Your goal:
Gather every line below that contains the string "chopsticks" and copy each one out.

Given data:
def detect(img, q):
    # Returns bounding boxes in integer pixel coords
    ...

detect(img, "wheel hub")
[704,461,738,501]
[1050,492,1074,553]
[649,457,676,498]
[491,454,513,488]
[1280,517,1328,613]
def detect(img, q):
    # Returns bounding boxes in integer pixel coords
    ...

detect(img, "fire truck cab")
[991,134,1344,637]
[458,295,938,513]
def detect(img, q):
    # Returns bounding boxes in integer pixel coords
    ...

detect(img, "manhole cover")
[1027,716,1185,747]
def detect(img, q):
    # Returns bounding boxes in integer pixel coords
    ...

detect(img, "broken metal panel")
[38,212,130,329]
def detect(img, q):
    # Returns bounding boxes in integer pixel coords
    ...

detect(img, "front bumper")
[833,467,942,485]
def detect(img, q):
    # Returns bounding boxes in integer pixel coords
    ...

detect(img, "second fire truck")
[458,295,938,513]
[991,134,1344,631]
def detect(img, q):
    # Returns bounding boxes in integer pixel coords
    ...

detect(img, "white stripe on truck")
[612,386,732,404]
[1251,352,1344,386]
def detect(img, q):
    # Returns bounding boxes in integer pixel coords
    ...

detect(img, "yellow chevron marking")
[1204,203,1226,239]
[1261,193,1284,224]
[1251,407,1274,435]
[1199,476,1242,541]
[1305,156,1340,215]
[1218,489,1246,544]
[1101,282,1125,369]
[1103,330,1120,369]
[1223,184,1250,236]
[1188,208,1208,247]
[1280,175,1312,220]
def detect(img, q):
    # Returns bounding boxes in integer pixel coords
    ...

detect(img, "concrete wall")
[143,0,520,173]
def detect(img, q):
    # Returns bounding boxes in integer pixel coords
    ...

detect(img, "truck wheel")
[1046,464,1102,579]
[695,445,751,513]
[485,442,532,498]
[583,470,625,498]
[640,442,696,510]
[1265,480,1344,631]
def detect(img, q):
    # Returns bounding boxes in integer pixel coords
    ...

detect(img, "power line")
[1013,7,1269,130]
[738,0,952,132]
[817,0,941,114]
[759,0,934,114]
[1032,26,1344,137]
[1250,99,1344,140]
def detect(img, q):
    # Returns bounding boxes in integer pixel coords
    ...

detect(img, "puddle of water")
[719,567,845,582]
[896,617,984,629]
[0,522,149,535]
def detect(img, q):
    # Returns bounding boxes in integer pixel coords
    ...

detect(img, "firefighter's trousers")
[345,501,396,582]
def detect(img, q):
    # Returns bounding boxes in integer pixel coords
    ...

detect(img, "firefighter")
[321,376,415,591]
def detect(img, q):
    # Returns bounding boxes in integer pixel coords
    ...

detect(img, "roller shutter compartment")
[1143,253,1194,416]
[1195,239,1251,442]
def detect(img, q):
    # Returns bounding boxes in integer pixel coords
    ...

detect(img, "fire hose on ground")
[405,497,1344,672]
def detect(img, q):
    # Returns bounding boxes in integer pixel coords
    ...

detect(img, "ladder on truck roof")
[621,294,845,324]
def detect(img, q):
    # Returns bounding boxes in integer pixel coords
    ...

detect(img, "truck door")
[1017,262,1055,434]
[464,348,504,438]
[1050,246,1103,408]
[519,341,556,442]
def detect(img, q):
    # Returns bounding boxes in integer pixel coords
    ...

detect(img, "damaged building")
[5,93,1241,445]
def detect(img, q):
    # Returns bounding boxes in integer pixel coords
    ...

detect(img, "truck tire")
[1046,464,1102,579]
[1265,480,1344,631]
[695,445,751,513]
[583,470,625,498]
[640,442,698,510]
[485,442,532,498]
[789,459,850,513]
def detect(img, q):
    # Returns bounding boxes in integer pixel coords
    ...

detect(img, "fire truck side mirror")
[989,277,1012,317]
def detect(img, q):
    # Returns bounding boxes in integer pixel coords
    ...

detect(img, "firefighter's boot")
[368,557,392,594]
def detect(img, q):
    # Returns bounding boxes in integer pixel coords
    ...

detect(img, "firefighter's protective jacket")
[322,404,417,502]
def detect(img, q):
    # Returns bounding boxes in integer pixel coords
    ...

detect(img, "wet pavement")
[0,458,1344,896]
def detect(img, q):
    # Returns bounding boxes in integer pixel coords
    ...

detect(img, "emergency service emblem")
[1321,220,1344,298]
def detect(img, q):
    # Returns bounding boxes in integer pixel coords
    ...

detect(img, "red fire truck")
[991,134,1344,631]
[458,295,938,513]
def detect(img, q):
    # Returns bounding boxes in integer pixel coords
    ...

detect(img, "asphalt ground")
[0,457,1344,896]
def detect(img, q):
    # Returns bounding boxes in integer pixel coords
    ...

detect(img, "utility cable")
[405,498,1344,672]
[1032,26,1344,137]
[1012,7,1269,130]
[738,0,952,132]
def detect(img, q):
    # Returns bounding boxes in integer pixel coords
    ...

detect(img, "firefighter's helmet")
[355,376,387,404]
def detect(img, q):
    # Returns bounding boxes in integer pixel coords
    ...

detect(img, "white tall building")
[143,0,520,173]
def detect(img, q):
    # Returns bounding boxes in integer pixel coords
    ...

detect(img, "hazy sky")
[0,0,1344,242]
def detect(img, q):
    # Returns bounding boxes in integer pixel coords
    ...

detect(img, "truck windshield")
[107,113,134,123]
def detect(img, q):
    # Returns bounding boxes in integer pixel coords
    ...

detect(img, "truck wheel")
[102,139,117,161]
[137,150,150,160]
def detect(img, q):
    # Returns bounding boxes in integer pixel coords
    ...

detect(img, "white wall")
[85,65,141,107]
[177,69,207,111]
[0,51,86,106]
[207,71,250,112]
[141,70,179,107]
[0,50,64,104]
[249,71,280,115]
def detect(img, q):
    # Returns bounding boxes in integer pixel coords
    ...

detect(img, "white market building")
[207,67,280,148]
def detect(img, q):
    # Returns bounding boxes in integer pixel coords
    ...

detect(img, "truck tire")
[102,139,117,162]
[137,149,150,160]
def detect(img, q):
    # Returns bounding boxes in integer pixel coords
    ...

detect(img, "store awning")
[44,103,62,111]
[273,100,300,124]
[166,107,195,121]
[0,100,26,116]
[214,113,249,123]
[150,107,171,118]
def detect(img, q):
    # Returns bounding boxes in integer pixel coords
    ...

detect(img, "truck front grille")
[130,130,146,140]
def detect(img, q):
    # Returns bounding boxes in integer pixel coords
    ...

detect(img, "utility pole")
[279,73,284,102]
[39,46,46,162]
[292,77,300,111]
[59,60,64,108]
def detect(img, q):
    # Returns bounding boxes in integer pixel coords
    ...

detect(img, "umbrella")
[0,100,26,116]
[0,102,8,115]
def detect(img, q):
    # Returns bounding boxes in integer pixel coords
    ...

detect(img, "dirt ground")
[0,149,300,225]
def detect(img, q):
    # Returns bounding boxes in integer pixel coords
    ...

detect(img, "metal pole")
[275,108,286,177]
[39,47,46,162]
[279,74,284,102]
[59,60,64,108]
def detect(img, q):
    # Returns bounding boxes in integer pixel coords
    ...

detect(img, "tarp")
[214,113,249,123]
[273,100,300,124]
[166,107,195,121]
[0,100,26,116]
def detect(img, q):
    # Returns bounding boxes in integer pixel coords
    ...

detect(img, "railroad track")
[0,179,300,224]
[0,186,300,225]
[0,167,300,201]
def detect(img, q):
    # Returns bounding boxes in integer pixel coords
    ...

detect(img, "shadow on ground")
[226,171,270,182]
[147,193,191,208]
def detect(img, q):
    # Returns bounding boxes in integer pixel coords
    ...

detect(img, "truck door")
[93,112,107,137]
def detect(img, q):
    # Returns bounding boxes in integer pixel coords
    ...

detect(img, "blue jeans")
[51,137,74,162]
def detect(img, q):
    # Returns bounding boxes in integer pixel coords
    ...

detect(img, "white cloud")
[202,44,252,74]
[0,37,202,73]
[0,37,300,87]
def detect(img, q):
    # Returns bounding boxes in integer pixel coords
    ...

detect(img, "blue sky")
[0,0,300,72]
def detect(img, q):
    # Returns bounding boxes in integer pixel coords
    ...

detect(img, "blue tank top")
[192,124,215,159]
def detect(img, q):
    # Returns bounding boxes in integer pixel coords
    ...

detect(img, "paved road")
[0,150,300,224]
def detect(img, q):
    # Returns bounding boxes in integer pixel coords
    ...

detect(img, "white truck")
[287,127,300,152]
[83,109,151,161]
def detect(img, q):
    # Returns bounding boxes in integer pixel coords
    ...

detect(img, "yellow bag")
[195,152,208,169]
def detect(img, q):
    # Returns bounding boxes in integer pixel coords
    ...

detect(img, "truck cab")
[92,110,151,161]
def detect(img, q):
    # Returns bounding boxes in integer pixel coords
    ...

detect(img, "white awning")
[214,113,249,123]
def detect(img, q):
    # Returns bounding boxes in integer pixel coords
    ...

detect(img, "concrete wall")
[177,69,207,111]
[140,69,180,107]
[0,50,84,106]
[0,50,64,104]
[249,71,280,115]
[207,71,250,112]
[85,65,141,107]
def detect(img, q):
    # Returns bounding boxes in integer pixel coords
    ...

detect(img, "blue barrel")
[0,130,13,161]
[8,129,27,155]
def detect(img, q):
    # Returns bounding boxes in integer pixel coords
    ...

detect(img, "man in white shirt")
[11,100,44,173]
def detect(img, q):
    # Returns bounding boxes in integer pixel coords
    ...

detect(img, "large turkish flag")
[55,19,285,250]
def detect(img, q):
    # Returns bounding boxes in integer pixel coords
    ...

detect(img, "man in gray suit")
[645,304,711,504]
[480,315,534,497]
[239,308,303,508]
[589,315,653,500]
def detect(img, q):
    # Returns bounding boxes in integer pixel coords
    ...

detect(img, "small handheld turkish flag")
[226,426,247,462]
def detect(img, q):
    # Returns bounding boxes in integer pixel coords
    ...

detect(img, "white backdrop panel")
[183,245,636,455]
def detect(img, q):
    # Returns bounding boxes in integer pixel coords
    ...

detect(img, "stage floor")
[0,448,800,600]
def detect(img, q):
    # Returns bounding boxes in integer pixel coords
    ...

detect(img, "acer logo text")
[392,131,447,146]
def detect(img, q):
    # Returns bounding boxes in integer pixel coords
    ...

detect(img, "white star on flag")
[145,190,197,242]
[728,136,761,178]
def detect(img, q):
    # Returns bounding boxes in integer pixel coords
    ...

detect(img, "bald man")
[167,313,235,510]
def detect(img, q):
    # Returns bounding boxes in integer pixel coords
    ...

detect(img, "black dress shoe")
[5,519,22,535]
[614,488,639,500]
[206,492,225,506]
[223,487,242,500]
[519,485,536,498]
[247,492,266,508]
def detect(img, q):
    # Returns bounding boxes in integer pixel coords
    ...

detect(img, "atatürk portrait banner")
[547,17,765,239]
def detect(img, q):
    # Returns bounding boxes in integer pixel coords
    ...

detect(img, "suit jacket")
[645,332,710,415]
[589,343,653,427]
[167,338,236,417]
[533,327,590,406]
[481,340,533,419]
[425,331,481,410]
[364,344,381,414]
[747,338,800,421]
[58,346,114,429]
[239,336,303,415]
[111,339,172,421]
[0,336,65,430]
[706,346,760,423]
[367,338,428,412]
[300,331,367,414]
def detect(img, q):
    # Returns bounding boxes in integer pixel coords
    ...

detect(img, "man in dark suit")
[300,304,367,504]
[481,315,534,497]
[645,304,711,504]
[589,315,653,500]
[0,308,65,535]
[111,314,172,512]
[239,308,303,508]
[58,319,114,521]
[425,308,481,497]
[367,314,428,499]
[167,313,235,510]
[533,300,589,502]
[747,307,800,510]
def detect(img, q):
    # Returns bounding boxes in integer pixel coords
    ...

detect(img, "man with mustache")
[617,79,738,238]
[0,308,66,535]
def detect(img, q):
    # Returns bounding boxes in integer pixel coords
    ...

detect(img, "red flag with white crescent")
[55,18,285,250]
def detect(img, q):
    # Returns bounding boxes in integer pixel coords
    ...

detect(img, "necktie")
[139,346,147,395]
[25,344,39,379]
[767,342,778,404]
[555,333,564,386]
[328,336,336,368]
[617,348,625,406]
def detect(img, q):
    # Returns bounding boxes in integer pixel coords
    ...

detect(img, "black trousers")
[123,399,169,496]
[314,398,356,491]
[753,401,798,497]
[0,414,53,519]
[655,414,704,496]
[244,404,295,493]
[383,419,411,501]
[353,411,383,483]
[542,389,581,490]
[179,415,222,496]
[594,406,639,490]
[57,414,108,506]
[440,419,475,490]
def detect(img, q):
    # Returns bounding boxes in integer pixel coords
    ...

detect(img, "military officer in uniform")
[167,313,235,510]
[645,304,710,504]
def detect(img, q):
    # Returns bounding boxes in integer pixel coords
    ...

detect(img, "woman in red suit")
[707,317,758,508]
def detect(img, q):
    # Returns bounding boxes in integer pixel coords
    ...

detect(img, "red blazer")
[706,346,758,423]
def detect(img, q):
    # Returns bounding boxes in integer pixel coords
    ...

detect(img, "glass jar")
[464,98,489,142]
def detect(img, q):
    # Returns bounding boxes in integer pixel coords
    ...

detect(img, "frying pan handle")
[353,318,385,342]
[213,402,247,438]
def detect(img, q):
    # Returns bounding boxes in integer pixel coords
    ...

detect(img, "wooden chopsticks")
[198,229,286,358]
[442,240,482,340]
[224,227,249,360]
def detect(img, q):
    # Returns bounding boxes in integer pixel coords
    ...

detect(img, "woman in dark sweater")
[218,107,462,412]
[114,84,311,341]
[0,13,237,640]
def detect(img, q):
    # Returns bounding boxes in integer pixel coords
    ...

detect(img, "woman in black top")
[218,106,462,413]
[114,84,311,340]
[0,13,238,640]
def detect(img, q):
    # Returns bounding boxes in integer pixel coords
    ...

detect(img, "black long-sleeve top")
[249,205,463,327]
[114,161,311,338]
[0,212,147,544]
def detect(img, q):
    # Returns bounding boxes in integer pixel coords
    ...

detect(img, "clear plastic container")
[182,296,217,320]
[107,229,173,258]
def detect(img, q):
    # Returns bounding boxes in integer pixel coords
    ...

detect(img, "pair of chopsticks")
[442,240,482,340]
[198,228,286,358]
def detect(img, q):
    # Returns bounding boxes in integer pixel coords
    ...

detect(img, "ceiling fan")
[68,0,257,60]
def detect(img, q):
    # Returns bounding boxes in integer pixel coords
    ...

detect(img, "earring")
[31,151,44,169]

In response:
detect(img, "wooden chopsticks")
detect(img, "pair of chopsticks")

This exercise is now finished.